Objective 1. Extract every line of the records below that contains the string "video", matching case exactly.

Passage shown.

(begin)

First things first: should you even automate your marketing reports?

The answer is probably yes, unless (a) most of your reporting is ad hoc, detailed drill-down analysis rather than routine, and (b) you enjoy spending hours copying and pasting data from multiple platforms and attempting to create a visually appealing format using a spreadsheet.

Automated reporting can deliver massive efficiency gains by streamlining and simplifying data integration and visualization. That gives teams back hours they can use for more strategic tasks.

Automated reporting also reduces errors caused by manual data entry and can provide refreshed data without anyone's having to update a spreadsheet.

That said, automating marketing reports requires careful planning and up-front decisions. The discovery phase, which covers deciding what to include and sorting out data to bring into the reporting dashboard, will likely consume 80% of the project timeline, with the remaining 20% spent on the actual building of it and the QA related to data and functionality.

The following 10 tips can help you think through the entire process and ensure you've considered all elements of automating your marketing reports.

1. Understand the basics

Define the business goals your team expects the data to track in your report:

  • How does it help your team make better business decisions?
  • Who are the stakeholders?
  • How often does everyone need to see the report?
  • What value does it have for each stakeholder?

Depending on the answers, you'll know whether you need a simple report or something more complex—i.e., a business intelligence tool.

2. Map goals to KPIs

Figure out which KPIs you need to track progress toward the business goals and what data sources they come from that you defined in step one.

For example, if you're mapping sales goals, do you need to measure them overall, on a regional basis, or both? Look at data sources and make sure they can be captured automatically; if they cannot be, find out what it would take to automate those processes. This is where you carefully drill down to uncover the real need.

(end)

Objective 2. Reproduce the section of the text on automating marketing reports starting at "Automated reporting also" and ending at "see the report?", keeping it word for word.

Data shown.
(begin)

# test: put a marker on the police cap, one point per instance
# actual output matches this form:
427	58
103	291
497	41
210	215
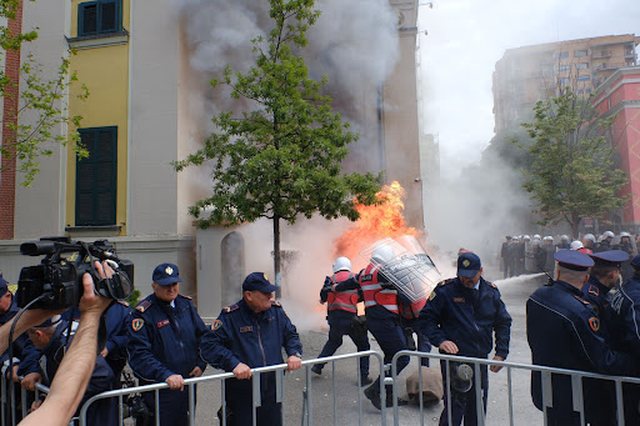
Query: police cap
166	274
610	258
573	260
4	286
256	281
468	264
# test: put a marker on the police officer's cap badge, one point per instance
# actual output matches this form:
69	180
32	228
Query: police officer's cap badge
137	324
216	325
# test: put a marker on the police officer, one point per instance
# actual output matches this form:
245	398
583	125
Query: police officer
52	338
381	302
604	276
250	334
25	356
460	318
164	337
342	315
564	331
625	333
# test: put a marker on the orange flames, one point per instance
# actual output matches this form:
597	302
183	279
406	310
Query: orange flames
376	222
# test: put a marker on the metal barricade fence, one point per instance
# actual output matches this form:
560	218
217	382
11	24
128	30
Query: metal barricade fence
279	370
546	373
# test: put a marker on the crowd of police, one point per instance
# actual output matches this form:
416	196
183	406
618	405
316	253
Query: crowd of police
584	319
520	254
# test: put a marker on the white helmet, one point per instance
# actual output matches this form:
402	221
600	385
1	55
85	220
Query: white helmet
382	254
341	264
576	245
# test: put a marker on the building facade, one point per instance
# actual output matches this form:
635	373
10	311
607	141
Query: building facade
619	96
139	118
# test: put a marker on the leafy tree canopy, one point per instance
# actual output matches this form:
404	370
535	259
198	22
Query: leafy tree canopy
572	173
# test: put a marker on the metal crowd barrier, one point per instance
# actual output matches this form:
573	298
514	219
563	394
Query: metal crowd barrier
545	372
307	412
8	406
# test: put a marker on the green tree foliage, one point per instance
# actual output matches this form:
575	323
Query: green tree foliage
572	173
281	157
41	106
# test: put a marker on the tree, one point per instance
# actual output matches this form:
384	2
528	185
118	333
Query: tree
41	99
572	173
280	158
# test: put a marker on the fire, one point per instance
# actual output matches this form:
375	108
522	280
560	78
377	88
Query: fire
376	222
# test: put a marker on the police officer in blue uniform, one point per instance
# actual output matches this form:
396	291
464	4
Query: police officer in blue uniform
460	318
604	276
52	338
342	315
250	334
624	311
164	341
564	331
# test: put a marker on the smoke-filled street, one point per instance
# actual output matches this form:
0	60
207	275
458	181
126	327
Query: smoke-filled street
514	292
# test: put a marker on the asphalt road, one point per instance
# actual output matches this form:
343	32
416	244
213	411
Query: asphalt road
337	401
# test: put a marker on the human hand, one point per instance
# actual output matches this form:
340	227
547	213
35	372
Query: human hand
175	382
242	371
496	368
30	381
448	347
196	372
91	302
293	363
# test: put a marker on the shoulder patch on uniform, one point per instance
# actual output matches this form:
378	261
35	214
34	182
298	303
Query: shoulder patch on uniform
216	324
136	324
144	305
231	308
580	299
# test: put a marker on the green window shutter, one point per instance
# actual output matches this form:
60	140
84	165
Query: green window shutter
96	178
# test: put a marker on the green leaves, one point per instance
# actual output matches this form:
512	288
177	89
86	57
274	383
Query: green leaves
572	173
282	157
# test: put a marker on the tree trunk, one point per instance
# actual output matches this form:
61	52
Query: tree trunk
276	254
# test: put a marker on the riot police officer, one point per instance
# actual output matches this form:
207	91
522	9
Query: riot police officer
564	331
342	315
252	333
164	341
460	318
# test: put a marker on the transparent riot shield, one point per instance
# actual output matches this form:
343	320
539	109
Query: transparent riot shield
406	264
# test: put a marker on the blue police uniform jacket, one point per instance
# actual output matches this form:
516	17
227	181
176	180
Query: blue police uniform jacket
598	295
468	317
241	335
563	330
624	311
22	347
163	340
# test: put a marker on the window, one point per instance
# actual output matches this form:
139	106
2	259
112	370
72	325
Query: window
99	17
96	178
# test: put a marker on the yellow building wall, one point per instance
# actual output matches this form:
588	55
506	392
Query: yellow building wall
104	70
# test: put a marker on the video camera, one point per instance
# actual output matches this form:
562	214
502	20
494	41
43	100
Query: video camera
57	280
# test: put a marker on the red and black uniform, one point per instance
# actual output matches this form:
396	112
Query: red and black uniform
342	315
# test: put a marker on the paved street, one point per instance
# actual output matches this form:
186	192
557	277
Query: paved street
514	291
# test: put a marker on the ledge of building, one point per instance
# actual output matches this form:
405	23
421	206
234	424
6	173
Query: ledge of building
98	40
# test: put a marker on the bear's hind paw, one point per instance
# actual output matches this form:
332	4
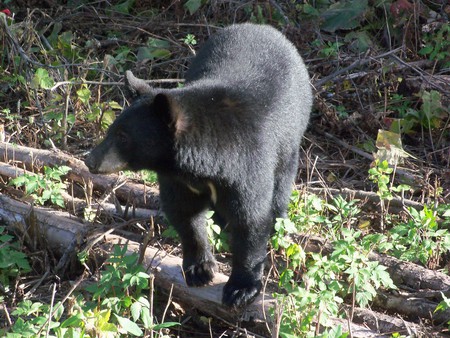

(end)

Output 1.
# test: put a marker on the video camera, one point per instance
Query: video camera

Output 2.
Automated reporting also reduces errors caused by manual data entry and can provide refreshed data without anyone's having to update a spreadsheet.

That said, automating marketing reports requires careful planning and up-front decisions. The discovery phase, which covers deciding what to include and sorting out data to bring into the reporting dashboard, will likely consume 80% of the project timeline, with the remaining 20% spent on the actual building of it and the QA related to data and functionality.

The following 10 tips can help you think through the entire process and ensure you've considered all elements of automating your marketing reports.

1. Understand the basics

Define the business goals your team expects the data to track in your report:

  • How does it help your team make better business decisions?
  • Who are the stakeholders?
  • How often does everyone need to see the report?